→ **Excerpted passage**
*** Begin section ***

FDR’s Four Freedoms in a Divided America

The Takeaway

This Thanksgiving, a mere two weeks after the 2016 election, America has never been more divided. As we gather around to give thanks with family and friends, The Takeaway is taking a look back into history.

Before the start of World War II, President Franklin Delano Roosevelt laid out his vision for what that world should look like in his famous “Four Freedoms” speech, which he delivered in January 1941. 

“In the future days that we seek to make secure, we look forward to a world founded on four essential human freedoms,” Roosevelt proclaimed. Those freedoms were: freedom of speech and expression, freedom of worship, freedom from want, and freedom from fear.

*** End section ***

→ **Excerpted data**
*** Begin section ***

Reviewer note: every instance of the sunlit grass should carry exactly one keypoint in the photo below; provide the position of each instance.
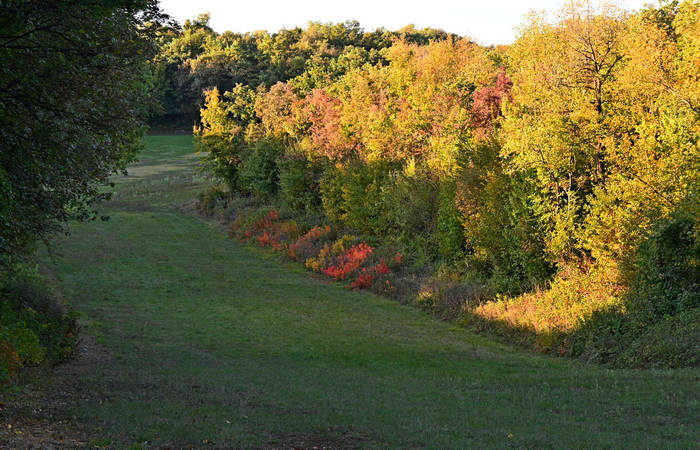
(215, 341)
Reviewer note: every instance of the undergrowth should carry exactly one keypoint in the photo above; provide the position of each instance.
(587, 312)
(35, 326)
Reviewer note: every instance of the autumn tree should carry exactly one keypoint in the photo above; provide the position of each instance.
(75, 91)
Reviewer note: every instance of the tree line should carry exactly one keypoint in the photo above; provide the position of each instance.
(568, 156)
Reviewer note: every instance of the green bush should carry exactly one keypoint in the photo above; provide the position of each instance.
(222, 157)
(365, 210)
(450, 231)
(299, 183)
(212, 199)
(410, 205)
(259, 174)
(34, 326)
(667, 267)
(331, 187)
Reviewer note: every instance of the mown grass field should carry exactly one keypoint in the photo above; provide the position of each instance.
(216, 344)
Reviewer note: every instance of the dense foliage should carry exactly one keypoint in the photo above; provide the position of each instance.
(75, 92)
(75, 89)
(557, 177)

*** End section ***

→ **What is being asked**
In the piece on FDR's Four Freedoms, when did Roosevelt deliver his "Four Freedoms" speech?

→ **Response**
January 1941